_Article:_
##########

When \( a = 0, b \neq 0 \) and \( c \neq 0 \) then the equation \( ax + by + c = 0 \) becomes \( by + c = 0 \) or \( y = -\frac{c}{b} \) then the graph of the equation is a straight line parallel to x-axis and passing through the point \( \left( 0, -\frac{c}{b} \right) \).
When \( a \neq 0, b = 0 \) and \( c = 0 \) then the equation \( ax = 0 \) or \( x = 0 \). Then the graph is y-axis itself.
When \( a = 0, b \neq 0 \), and \( c = 0 \) then equation becomes \( by = 0 \) or \( y = 0 \). Then the graph of this equation is x-axis itself.
When only \( c = 0 \) then the equation becomes \( ax + by = 0 \). Then the graph of this equation is a line passing through the origin.
The graph of \( x = \text{constant} \) is a line parallel to the y-axis.
(i) The graph of \( y = \text{constant} \) is a line parallel to the x-axis.
(ii) The graph of \( y = \pm x \) is a line passing through the origin.
(iii) The graph of \( y = x \) & \( y = -x \) passes through origin.

By finding common solutions of two (more) equations we mean a pair of value required one for \( x \) and other for \( y \), which satisfy both the equations simultaneously.

##########

_Requirements:_
[1] According to the notes on linear equations, why is the graph of ax + by + c = 0 the x-axis itself when a = 0, b ≠ 0 and c = 0?
[2] Reproduce the notes on linear equations from "When \( a = 0, b \neq 0 \) and" up to and including "to the y-axis.".

Pointing records

##########

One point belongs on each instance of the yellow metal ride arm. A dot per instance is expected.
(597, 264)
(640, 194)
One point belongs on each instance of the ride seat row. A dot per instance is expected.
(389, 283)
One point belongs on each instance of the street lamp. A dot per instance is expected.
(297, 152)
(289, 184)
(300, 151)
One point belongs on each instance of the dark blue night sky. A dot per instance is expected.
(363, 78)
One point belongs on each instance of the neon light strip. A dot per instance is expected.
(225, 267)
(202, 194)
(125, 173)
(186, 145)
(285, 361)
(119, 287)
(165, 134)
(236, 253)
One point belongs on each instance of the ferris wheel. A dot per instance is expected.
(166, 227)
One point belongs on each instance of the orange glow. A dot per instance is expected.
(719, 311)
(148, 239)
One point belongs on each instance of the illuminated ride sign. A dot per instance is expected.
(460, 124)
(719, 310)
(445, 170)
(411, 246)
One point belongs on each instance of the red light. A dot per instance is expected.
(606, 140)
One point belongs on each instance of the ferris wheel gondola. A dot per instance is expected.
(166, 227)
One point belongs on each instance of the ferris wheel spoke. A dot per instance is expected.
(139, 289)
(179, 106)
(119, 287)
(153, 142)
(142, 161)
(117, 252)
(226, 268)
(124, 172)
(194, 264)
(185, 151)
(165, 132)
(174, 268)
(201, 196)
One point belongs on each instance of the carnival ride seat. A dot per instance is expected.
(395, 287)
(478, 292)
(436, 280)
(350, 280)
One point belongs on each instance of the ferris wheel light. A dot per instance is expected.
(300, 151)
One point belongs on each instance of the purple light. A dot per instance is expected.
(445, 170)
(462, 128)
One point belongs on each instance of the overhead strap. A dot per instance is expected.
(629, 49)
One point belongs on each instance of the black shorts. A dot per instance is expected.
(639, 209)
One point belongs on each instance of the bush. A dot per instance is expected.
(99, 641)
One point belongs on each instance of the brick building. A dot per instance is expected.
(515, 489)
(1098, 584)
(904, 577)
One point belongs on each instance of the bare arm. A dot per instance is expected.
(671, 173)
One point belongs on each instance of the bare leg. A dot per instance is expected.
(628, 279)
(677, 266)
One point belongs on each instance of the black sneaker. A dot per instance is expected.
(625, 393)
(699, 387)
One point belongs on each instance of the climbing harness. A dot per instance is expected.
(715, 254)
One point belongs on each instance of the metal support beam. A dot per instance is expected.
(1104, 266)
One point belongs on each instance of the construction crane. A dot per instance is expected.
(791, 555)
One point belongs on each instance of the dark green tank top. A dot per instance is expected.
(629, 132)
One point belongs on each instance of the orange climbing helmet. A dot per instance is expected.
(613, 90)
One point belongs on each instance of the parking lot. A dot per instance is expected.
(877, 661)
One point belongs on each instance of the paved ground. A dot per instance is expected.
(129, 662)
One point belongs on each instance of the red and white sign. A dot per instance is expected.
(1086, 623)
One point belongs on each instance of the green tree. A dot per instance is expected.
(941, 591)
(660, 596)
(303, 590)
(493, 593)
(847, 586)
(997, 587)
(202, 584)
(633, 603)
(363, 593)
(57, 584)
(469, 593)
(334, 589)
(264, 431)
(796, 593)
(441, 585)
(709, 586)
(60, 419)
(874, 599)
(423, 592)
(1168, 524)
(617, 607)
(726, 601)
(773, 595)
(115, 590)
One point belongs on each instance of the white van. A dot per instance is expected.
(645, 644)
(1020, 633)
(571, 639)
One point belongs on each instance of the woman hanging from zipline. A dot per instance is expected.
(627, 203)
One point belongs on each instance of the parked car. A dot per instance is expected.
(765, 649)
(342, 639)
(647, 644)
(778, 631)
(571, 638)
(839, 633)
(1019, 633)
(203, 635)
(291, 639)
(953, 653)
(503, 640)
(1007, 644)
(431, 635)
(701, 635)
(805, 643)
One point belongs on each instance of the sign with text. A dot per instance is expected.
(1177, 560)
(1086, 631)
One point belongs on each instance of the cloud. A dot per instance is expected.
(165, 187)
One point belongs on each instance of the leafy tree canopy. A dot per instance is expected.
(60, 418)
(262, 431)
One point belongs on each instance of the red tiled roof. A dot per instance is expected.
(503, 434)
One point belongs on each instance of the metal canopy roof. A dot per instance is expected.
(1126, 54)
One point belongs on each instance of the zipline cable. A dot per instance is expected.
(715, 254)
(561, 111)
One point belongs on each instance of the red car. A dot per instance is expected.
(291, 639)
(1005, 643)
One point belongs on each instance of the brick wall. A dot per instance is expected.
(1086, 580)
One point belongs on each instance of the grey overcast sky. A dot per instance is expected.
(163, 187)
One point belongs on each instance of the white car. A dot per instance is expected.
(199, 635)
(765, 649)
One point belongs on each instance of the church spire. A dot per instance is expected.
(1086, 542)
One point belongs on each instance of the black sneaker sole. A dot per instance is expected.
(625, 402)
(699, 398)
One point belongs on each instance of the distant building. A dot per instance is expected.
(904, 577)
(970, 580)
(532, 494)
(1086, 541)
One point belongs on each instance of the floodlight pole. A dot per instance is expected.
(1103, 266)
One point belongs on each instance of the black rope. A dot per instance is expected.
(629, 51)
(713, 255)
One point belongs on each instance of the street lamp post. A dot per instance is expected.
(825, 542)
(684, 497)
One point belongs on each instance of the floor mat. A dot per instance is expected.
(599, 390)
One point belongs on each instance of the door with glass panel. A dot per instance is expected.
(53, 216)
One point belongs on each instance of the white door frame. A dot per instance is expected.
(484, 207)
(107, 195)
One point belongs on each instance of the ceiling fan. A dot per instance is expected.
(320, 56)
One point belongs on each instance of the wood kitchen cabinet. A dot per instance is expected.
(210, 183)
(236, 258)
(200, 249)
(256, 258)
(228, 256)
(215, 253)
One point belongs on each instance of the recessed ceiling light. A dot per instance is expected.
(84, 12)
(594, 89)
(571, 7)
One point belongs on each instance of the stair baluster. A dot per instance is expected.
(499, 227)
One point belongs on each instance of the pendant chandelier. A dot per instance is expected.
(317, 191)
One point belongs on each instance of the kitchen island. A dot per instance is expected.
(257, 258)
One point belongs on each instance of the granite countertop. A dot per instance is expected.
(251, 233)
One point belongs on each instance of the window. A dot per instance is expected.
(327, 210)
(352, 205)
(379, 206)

##########

_Full answers:_
[1] With those values the equation becomes by = 0, which is y = 0. The graph of that equation is the x-axis itself.

[2]
When \( a = 0, b \neq 0 \) and \( c \neq 0 \) then the equation \( ax + by + c = 0 \) becomes \( by + c = 0 \) or \( y = -\frac{c}{b} \) then the graph of the equation is a straight line parallel to x-axis and passing through the point \( \left( 0, -\frac{c}{b} \right) \).
When \( a \neq 0, b = 0 \) and \( c = 0 \) then the equation \( ax = 0 \) or \( x = 0 \). Then the graph is y-axis itself.
When \( a = 0, b \neq 0 \), and \( c = 0 \) then equation becomes \( by = 0 \) or \( y = 0 \). Then the graph of this equation is x-axis itself.
When only \( c = 0 \) then the equation becomes \( ax + by = 0 \). Then the graph of this equation is a line passing through the origin.
The graph of \( x = \text{constant} \) is a line parallel to the y-axis.